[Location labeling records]
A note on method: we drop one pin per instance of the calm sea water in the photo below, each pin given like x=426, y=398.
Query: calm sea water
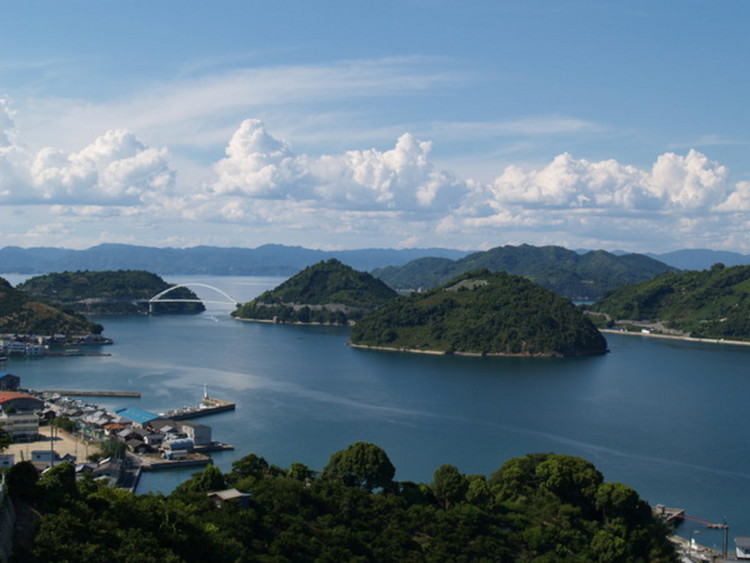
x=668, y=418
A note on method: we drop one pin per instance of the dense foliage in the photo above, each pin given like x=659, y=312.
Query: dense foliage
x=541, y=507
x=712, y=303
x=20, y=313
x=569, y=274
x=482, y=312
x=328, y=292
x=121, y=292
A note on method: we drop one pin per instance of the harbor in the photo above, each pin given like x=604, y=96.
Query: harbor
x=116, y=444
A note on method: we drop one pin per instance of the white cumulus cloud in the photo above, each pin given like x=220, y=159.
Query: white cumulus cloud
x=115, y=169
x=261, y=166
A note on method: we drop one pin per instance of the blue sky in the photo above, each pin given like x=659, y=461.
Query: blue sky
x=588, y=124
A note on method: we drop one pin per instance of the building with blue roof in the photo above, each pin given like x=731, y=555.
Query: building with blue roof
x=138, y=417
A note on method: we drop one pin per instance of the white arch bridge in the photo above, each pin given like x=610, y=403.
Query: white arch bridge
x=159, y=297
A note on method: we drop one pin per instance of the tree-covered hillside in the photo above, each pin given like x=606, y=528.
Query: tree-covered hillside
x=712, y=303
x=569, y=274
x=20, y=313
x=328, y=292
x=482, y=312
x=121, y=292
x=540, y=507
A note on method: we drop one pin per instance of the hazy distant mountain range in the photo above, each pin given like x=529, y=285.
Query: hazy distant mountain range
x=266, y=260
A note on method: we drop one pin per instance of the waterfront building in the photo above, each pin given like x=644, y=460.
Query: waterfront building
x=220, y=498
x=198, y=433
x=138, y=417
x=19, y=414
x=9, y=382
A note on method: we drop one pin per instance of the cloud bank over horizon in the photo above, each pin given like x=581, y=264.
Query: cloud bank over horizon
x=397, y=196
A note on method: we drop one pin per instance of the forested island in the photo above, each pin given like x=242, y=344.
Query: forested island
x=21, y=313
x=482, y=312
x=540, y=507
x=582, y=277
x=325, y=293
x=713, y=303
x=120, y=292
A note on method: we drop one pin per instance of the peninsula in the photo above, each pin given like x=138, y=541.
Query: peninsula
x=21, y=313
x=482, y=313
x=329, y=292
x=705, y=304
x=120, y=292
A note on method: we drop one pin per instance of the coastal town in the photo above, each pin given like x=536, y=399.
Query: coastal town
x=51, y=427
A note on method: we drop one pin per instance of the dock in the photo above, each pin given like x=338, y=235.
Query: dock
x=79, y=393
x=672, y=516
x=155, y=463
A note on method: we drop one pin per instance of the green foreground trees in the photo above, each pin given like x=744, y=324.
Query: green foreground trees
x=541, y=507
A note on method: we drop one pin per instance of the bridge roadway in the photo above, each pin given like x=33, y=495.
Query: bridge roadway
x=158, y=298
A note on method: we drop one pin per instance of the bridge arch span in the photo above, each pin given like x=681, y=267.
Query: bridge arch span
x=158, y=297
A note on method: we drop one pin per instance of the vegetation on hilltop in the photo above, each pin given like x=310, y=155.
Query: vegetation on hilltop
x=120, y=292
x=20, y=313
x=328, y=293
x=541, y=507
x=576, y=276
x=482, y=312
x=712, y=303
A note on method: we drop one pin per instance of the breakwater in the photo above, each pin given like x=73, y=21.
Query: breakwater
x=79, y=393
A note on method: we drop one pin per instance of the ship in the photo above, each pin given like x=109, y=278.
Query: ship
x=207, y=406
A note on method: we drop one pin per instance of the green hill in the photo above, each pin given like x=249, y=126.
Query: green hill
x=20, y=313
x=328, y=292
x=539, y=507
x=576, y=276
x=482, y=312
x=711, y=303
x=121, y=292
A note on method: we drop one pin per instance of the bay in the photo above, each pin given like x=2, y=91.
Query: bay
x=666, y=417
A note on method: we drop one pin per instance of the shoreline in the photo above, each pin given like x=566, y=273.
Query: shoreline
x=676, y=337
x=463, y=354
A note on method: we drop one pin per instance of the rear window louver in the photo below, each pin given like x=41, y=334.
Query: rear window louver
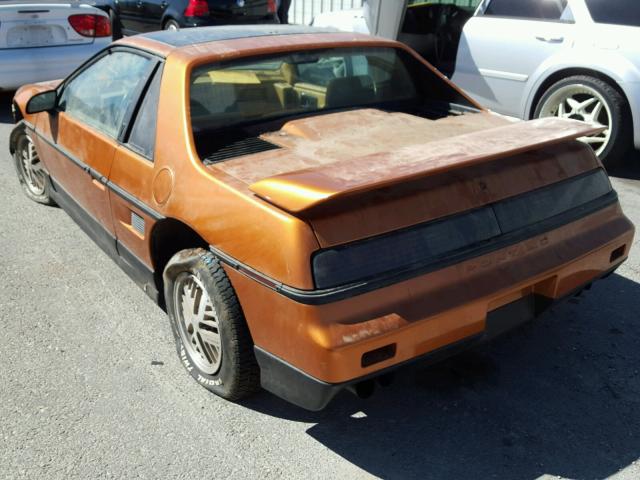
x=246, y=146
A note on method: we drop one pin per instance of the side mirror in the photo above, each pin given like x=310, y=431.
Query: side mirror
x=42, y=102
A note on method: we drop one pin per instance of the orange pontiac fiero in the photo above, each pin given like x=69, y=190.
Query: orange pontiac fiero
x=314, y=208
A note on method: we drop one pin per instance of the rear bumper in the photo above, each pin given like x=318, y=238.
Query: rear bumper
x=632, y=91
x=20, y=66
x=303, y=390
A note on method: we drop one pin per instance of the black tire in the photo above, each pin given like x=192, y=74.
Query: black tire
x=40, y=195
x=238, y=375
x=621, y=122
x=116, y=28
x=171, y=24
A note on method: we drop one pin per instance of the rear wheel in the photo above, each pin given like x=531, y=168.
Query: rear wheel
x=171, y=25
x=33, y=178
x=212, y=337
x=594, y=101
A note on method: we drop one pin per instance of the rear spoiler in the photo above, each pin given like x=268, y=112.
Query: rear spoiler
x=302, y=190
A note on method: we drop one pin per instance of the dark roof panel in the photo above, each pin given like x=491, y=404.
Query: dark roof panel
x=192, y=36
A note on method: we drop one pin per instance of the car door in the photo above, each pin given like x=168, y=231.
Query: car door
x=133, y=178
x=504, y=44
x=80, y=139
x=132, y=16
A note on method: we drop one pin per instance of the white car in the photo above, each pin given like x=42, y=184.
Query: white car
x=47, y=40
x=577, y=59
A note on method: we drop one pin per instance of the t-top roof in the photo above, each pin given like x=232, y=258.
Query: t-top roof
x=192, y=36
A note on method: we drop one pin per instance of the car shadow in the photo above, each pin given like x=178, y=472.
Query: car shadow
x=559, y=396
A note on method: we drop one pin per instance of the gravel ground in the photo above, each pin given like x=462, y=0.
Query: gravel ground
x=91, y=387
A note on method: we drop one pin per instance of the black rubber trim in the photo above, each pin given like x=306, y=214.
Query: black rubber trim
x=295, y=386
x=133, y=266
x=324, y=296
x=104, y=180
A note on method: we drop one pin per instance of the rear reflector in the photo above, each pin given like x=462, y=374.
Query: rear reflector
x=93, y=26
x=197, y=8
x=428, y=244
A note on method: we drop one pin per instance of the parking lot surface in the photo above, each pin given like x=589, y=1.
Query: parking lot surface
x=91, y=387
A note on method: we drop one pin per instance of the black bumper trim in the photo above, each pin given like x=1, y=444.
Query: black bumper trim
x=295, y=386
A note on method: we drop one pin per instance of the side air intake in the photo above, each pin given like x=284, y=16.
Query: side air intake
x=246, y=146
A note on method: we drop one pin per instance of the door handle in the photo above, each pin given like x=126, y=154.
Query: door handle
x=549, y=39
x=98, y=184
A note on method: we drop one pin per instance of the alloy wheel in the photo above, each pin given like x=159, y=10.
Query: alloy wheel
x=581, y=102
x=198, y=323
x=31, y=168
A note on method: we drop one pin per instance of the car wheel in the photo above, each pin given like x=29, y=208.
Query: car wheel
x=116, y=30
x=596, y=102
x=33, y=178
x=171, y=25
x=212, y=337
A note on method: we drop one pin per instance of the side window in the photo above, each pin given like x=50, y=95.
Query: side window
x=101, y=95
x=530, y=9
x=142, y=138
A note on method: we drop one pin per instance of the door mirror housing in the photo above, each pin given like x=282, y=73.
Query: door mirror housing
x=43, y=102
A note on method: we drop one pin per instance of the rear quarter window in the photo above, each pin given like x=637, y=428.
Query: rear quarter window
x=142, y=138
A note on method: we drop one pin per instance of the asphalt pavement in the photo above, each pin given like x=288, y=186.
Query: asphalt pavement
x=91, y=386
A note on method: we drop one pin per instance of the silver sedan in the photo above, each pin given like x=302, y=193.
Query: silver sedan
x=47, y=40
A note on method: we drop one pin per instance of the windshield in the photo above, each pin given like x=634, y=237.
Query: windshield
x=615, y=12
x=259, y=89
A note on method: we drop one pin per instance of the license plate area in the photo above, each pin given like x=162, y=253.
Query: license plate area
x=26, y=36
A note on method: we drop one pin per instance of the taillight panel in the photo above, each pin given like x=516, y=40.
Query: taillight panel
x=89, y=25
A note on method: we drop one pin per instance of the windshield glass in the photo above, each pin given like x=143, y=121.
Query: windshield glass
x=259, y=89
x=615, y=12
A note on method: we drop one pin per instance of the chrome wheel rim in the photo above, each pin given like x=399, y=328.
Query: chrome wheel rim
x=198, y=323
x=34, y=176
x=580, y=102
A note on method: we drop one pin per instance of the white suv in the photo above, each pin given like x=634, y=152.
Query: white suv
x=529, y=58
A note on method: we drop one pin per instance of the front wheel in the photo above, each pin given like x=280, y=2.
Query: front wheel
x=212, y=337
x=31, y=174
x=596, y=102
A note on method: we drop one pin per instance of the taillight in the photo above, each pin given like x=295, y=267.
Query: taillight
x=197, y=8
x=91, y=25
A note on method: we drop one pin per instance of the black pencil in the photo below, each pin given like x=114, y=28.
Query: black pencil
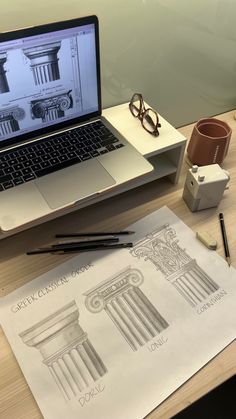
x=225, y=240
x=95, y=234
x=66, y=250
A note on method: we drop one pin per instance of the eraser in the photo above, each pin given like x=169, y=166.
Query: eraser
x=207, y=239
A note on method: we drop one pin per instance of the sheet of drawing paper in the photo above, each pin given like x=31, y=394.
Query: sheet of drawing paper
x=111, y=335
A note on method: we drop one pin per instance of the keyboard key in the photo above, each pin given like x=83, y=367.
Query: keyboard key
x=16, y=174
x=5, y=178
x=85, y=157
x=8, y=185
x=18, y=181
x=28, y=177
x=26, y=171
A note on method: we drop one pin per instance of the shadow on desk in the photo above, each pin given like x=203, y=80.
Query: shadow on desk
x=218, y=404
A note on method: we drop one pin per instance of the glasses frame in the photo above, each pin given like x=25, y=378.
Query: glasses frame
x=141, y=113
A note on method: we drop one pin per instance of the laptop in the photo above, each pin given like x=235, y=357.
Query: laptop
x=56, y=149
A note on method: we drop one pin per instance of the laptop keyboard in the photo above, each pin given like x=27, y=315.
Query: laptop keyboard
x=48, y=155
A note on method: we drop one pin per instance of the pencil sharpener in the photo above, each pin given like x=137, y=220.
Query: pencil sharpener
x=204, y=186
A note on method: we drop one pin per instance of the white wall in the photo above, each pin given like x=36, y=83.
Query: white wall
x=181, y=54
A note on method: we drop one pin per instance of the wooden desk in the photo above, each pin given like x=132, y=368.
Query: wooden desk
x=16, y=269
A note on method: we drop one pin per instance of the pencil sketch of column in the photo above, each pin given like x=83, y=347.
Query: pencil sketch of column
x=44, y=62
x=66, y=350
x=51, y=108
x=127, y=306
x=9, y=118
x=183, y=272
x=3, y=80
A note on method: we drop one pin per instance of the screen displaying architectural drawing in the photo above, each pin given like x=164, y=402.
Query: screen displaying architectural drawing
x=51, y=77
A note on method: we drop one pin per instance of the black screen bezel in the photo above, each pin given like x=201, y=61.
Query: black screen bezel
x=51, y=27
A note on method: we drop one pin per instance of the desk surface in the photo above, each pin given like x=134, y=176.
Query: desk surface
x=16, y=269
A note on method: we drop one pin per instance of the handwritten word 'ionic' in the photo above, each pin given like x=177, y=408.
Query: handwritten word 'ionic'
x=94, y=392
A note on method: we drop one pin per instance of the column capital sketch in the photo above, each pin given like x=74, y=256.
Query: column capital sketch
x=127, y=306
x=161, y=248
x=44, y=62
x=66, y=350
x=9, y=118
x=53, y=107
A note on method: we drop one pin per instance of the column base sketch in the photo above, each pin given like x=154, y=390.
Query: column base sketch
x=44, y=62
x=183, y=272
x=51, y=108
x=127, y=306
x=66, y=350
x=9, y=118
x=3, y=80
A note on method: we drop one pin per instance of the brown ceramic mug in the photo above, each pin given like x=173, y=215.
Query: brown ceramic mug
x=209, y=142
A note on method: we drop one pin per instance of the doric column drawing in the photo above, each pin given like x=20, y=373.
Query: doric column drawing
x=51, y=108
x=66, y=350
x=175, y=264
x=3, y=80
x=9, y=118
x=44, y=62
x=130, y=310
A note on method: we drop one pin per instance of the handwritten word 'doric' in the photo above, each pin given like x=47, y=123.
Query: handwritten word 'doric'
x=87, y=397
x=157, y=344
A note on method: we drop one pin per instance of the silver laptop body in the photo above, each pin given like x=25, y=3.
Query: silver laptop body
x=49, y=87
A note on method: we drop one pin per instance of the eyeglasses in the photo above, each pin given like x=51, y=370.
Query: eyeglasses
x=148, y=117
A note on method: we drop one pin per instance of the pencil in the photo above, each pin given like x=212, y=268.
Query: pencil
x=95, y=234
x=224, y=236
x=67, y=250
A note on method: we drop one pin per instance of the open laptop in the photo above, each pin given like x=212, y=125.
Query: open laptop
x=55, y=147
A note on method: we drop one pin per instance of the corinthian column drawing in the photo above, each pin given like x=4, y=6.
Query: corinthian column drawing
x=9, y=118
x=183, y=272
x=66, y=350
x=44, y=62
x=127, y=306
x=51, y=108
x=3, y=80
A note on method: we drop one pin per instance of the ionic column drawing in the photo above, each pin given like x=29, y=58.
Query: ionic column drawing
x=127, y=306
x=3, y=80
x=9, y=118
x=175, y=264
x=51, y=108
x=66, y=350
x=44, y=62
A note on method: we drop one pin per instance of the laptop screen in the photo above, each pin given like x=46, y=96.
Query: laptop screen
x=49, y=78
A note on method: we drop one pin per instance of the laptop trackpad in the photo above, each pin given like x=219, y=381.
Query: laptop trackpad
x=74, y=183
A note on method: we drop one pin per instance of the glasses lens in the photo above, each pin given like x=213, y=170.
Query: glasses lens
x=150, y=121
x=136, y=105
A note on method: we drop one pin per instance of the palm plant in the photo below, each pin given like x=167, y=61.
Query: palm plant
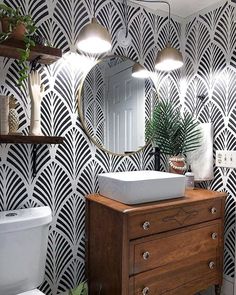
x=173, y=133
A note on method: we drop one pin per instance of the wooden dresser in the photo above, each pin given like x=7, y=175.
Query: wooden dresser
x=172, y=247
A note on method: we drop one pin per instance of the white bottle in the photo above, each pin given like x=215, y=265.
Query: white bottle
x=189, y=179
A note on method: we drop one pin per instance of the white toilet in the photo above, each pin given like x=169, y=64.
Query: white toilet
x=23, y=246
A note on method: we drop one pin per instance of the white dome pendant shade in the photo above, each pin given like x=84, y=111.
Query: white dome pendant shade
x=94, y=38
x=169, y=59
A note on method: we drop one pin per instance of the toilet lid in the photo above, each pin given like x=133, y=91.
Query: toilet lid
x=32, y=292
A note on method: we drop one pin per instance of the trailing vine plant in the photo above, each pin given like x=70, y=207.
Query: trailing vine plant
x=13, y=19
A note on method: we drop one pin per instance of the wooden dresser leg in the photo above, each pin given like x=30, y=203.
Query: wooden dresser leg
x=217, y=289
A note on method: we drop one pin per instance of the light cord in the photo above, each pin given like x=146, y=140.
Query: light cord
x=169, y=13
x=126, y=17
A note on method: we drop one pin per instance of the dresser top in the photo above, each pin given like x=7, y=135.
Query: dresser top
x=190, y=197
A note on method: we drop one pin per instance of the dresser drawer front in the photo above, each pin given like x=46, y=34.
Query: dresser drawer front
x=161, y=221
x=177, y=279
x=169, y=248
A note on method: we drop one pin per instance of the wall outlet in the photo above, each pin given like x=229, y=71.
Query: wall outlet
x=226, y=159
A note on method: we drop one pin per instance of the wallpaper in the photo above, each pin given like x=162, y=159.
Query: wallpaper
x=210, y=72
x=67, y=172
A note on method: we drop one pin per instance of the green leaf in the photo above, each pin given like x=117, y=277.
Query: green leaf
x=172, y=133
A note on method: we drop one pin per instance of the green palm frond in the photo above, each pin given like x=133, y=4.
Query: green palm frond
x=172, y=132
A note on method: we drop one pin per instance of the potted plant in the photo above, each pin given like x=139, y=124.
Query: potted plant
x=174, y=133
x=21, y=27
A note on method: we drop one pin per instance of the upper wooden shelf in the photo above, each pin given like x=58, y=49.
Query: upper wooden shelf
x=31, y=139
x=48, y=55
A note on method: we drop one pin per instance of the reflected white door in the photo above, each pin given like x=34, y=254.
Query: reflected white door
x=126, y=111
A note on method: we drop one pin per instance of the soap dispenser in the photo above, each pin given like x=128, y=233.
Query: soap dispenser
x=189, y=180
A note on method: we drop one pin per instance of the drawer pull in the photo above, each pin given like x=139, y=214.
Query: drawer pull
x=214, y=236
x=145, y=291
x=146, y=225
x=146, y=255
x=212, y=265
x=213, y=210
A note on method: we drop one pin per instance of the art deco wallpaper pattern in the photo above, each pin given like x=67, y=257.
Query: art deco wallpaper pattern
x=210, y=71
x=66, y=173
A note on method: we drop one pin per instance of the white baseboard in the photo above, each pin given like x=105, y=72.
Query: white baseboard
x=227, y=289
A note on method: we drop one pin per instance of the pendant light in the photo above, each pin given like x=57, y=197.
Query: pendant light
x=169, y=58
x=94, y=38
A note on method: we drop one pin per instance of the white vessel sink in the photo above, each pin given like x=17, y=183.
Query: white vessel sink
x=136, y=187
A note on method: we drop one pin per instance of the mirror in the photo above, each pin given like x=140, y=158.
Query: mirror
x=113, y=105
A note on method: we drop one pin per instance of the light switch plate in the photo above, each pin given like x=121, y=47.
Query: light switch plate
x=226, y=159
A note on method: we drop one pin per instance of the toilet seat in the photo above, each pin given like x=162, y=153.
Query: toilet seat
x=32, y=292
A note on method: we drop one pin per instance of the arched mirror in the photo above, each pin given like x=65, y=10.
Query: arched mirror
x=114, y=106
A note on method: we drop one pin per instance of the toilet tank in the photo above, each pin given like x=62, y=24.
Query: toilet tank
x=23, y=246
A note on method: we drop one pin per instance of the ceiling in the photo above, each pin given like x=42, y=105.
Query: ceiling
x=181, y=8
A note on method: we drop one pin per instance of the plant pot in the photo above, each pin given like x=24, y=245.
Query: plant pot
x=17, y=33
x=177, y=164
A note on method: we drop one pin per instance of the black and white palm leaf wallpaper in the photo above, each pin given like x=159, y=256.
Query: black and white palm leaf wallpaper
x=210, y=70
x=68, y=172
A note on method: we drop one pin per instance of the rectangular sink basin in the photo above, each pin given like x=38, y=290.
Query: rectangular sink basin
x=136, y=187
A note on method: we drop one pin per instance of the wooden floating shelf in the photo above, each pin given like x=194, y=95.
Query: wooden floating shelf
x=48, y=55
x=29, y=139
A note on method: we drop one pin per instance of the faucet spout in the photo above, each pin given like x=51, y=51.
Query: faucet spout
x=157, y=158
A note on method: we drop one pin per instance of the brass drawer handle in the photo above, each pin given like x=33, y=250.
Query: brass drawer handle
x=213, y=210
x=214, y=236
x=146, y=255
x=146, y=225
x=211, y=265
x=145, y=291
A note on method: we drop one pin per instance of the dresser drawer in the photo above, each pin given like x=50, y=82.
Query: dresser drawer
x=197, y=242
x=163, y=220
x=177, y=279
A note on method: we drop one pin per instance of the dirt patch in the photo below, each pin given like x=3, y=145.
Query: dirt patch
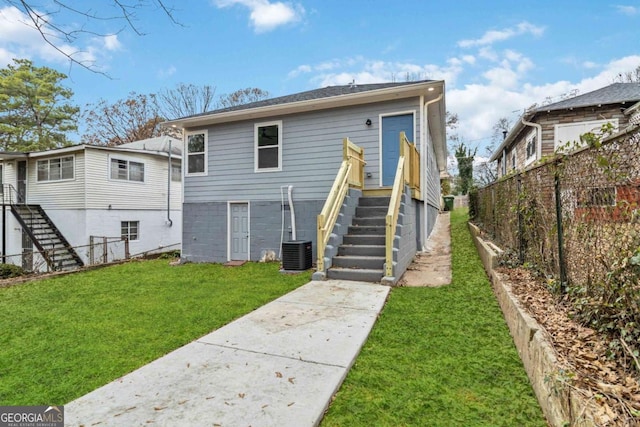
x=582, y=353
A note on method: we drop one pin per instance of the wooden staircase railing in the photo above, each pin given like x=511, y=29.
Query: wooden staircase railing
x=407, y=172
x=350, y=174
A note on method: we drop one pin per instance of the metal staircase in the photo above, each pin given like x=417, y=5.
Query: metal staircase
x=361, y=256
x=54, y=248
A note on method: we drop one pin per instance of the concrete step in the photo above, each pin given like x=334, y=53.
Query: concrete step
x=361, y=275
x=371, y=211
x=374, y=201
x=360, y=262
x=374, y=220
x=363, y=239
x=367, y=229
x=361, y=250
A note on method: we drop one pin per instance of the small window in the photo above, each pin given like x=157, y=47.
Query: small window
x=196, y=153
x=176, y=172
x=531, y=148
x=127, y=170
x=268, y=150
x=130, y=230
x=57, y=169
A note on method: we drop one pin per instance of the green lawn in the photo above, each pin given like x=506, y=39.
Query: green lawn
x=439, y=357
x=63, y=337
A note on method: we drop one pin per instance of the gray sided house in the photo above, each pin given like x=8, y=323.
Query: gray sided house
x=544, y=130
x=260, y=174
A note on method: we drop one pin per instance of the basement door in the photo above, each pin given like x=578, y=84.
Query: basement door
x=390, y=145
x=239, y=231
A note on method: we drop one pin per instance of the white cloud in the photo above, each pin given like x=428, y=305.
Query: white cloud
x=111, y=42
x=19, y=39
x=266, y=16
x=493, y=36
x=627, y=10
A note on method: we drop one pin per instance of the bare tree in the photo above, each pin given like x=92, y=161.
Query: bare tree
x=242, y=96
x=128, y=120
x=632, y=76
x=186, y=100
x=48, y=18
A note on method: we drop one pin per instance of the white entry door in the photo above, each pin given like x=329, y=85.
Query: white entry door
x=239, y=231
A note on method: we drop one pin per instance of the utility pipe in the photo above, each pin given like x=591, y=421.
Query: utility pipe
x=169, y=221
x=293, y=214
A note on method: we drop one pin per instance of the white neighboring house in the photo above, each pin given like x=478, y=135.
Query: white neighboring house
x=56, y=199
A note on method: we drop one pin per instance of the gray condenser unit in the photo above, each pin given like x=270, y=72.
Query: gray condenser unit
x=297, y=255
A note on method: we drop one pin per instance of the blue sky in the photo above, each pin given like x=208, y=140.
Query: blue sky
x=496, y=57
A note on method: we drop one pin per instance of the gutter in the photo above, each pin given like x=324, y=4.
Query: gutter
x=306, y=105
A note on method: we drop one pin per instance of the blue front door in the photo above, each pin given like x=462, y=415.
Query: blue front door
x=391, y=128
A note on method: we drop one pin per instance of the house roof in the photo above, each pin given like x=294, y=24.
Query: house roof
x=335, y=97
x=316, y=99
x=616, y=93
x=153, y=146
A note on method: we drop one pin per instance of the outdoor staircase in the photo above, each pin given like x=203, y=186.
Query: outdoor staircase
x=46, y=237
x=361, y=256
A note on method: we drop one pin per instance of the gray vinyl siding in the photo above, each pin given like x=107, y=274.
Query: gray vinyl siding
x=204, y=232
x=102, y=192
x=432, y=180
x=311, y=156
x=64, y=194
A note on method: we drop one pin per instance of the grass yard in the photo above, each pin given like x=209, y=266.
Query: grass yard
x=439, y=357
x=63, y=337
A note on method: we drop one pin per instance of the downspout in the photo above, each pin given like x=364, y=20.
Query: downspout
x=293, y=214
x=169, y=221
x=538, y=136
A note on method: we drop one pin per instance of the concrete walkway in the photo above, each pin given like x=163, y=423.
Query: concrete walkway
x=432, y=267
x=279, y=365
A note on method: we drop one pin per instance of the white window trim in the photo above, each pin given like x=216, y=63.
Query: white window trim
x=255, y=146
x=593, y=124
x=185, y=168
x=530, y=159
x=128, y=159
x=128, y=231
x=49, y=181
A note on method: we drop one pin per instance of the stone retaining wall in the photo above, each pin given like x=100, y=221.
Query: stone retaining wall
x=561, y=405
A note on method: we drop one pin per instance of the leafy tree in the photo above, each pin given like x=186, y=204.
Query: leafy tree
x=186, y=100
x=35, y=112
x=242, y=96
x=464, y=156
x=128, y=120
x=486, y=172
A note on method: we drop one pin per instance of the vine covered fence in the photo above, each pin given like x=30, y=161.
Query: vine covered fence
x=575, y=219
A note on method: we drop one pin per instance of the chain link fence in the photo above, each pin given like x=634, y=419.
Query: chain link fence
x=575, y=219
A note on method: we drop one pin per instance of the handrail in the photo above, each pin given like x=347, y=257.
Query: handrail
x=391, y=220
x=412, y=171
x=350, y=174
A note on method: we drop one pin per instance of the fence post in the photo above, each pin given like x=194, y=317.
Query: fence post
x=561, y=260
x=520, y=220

EXERCISE DESCRIPTION ::
Please copy the rows above word for word, starting at the line that has "like x=634, y=152." and stopping after the line that has "x=218, y=404". Leave the pictures out of your copy.

TASK SOLUTION ::
A note on method: we drop one pin per instance of the white suv in the photo above, each pin given like x=634, y=152.
Query: white suv
x=529, y=58
A note on method: we drop one pin per instance of the front wheel in the photo above, each pin given like x=280, y=2.
Query: front wheel
x=212, y=337
x=31, y=174
x=596, y=102
A note on method: we drop one pin per instance of the taillight in the photo above, each pin given like x=295, y=267.
Query: taillight
x=197, y=8
x=91, y=25
A note on method: we drop one pin per instance of the black pencil in the photo below, each pin given like x=114, y=28.
Query: black pencil
x=225, y=240
x=95, y=234
x=66, y=250
A note on method: we drop one pin per instance of the eraser in the photo above, each pin given like x=169, y=166.
Query: eraser
x=207, y=239
A note on method: we drop one pin per instance of the sheet of drawing paper in the photo above, each pin given like x=31, y=394.
Query: sheet of drawing paper
x=111, y=335
A note on method: we drop one pin per instance of the keyboard key in the photo above, each pin given like x=83, y=367.
Query: keyboard key
x=16, y=174
x=5, y=178
x=85, y=157
x=8, y=185
x=18, y=181
x=28, y=177
x=26, y=171
A note on method: we drop one pin per instance of the shadow on desk in the photo above, each pin given like x=203, y=80.
Query: shadow on desk
x=218, y=404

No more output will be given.